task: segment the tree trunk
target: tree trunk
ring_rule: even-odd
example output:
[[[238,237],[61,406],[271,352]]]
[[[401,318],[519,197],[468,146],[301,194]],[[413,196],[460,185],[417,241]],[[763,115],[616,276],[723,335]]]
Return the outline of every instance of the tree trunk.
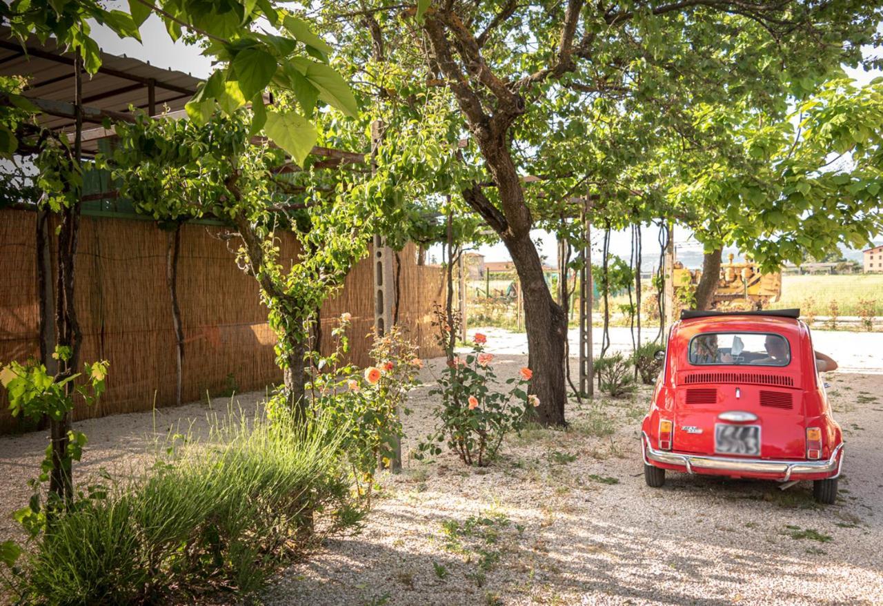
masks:
[[[56,290],[56,343],[59,347],[67,348],[66,360],[58,360],[59,380],[70,376],[75,371],[79,359],[79,346],[82,340],[77,314],[74,309],[74,256],[79,228],[79,205],[64,208],[62,223],[58,231],[58,275]],[[64,386],[68,397],[73,396],[73,385]],[[52,443],[52,471],[49,473],[49,492],[69,501],[73,497],[73,479],[71,458],[67,455],[68,432],[72,427],[72,412],[68,411],[59,420],[49,421]]]
[[[306,412],[306,365],[304,361],[306,345],[299,341],[290,345],[291,352],[285,359],[283,383],[285,386],[289,408],[297,418],[303,419]]]
[[[711,309],[717,292],[718,282],[721,279],[721,248],[711,253],[706,253],[702,259],[702,276],[696,286],[696,308]]]
[[[530,393],[540,398],[537,420],[564,425],[567,388],[564,378],[564,339],[567,315],[555,302],[543,277],[542,263],[530,233],[505,241],[521,282],[527,331],[527,365],[533,371]]]
[[[181,386],[184,377],[184,330],[181,327],[181,307],[177,304],[177,258],[181,250],[181,225],[166,235],[166,285],[171,298],[171,323],[175,330],[175,362],[177,381],[175,384],[175,404],[181,405]]]
[[[55,375],[58,363],[52,357],[56,345],[55,292],[52,288],[52,238],[50,213],[37,211],[37,292],[40,296],[40,361],[46,372]]]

□ □ □ □

- **WHAT IS REQUIRED**
Pull out each line of the records above that contains the string "trunk". Letter case matters.

- **WRITTEN RESPONSE**
task: segment the tree trunk
target: tree trunk
Return the outline of every instance of the tree trunk.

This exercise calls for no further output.